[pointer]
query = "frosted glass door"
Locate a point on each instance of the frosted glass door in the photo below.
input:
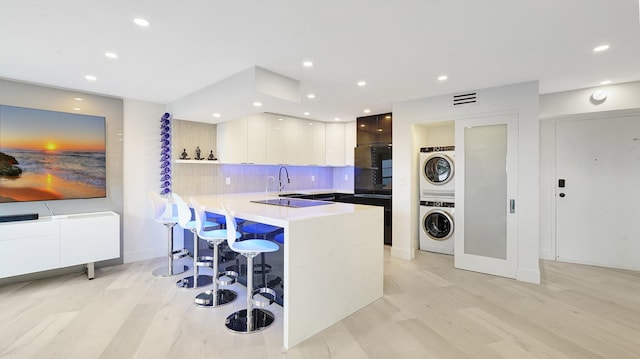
(486, 226)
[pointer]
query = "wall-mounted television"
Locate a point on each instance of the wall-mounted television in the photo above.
(48, 155)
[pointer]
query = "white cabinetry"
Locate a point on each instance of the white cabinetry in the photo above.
(335, 144)
(257, 139)
(50, 243)
(281, 140)
(232, 141)
(350, 138)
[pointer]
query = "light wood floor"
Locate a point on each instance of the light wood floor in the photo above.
(429, 310)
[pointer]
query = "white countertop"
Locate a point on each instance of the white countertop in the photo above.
(241, 205)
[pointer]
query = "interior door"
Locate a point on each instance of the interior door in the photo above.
(598, 192)
(486, 195)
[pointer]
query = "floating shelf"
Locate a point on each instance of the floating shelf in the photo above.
(208, 162)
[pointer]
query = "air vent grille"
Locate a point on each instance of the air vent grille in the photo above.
(465, 99)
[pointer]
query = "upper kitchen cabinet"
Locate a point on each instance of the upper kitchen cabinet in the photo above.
(349, 142)
(272, 139)
(232, 141)
(335, 133)
(257, 140)
(374, 129)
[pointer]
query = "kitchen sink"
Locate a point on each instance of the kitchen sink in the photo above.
(292, 202)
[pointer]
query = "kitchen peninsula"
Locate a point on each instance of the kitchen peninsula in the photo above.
(333, 257)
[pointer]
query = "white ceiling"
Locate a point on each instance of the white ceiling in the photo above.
(398, 47)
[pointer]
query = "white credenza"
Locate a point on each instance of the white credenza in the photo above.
(58, 242)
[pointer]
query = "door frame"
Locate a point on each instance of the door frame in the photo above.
(502, 267)
(549, 189)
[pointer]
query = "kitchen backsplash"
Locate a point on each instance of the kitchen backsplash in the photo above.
(202, 179)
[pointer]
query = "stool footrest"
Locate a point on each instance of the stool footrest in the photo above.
(263, 301)
(227, 278)
(181, 253)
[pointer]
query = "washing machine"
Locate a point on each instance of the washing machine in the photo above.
(437, 226)
(437, 166)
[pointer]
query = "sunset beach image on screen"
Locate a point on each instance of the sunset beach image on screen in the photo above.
(48, 155)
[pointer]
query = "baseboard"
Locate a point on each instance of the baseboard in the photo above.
(145, 254)
(402, 253)
(528, 275)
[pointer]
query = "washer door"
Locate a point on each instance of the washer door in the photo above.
(438, 225)
(438, 169)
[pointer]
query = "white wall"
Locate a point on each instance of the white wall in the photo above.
(574, 105)
(410, 116)
(143, 237)
(47, 98)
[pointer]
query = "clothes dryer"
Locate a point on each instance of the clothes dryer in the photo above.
(437, 165)
(437, 226)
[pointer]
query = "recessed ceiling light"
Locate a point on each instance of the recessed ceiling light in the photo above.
(600, 48)
(141, 22)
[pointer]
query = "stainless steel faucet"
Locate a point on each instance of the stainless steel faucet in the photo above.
(280, 177)
(266, 190)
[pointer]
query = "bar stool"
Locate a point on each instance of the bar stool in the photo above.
(250, 320)
(159, 208)
(260, 229)
(216, 296)
(184, 220)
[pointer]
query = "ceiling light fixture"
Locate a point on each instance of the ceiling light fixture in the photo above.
(141, 22)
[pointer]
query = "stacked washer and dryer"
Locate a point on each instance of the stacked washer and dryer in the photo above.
(437, 199)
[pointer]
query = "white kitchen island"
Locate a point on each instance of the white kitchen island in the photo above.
(333, 258)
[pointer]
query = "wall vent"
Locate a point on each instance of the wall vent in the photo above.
(465, 99)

_ _ _ _

- [Stated problem]:
All of the entries above should be duplicated exactly, except for the pictures.

- [Result of the exercise]:
[pointer]
query = "frosted glass door"
Locate a point on each instance of the frosted glass door in the photo below.
input:
(486, 226)
[pointer]
query = "wall-mounted television"
Locate a point on each instance of the wall-mounted television in the photo above.
(48, 155)
[pointer]
query = "white cabinetry"
Locate a point on each instance of the white cabinetry in the photo above.
(335, 144)
(257, 139)
(50, 243)
(281, 140)
(232, 141)
(350, 138)
[pointer]
query = "light wood floor"
Locate a point on each instance of the light wood floor in the photo above.
(429, 310)
[pointer]
query = "white countertop"
Locate a point on each instance of the white countertop in the photo above.
(241, 205)
[pointer]
query = "interior door"
Locate a point on each instance of the interior door in the photo above.
(598, 192)
(486, 195)
[pointer]
query = "floating shelf"
Locate a point on each instance of the floating shelf in the photo above.
(208, 162)
[pointer]
query = "air vent grille"
Locate a point on each instance of the air vent grille in the photo above.
(465, 99)
[pointer]
query = "upper kitchen cabinet"
Locate a point on each instance of the upper kitchen cabinet in the photo above.
(349, 142)
(272, 139)
(232, 141)
(335, 133)
(257, 140)
(374, 129)
[pointer]
query = "kitchen sink"
Locate a point on each instance of the kitchen sink in the photo above.
(292, 202)
[pointer]
query = "kitchen peninsula"
Locate a point on each instance of the kitchen peninsula in the photo above.
(333, 257)
[pointer]
query = "white ceiling"
Locate a point on each instance of the white ceiling in the photo above.
(398, 47)
[pointer]
query = "white credenza"
Locate a point on each instance of the white credenza in the photo above.
(58, 242)
[pointer]
query = "door frame"
Locate a point on each instance of the door frame in the photo above.
(502, 267)
(549, 189)
[pointer]
query = "kitchen backsplash"
Locate a point on each instance of the kitchen backsplash in the photo above.
(202, 179)
[pointer]
query = "stool footrest"
Locate a point on each instance of the stool footrest in the photo above.
(263, 301)
(227, 278)
(181, 253)
[pointer]
query = "washing machine"
Locate a point on each instance of the washing machine in the photo above.
(437, 226)
(437, 166)
[pointer]
query = "sunset beach image on screen"
Locate a point on each instance of the sunset beach image on screen in the photo above.
(48, 155)
[pointer]
query = "baseboard"
Locate a point on each instance of the baseboard in the photo above.
(145, 254)
(402, 253)
(528, 275)
[pointer]
query = "washer door"
Locate a point on each instance of the washer door in the photo above.
(438, 225)
(438, 169)
[pointer]
query = "white wall"
Locate a point on each instance of the white wall in the photo above.
(574, 105)
(410, 116)
(143, 237)
(47, 98)
[pointer]
query = "clothes dryer"
Locate a point on each instance of the clothes dryer in the photo above.
(437, 165)
(437, 226)
[pointer]
query = "recessed ceiling light"
Locate a point on each instance of the recessed ceiling light in the photo above.
(600, 48)
(141, 22)
[pointer]
query = "stainless steel faucet"
Locate a point on each instance of the stainless steel faucet in the photo above.
(280, 177)
(266, 190)
[pointer]
query = "bar stool"
Locate a point on each instance of the bar stool in the photo above.
(250, 320)
(159, 208)
(260, 229)
(216, 296)
(184, 220)
[pointer]
query = "ceiling light fixture"
Locate a point on each instance of the ceiling light fixture in the photo above.
(141, 22)
[pointer]
query = "stacked washer and dryer"
Locate a point on each instance of the stacked washer and dryer in the photo above.
(437, 199)
[pointer]
query = "white kitchen island"
Locate a point on each instance of the white kitchen island in the photo above.
(333, 258)
[pointer]
query = "wall vent"
Locate a point on each instance of the wall vent in the photo above.
(465, 99)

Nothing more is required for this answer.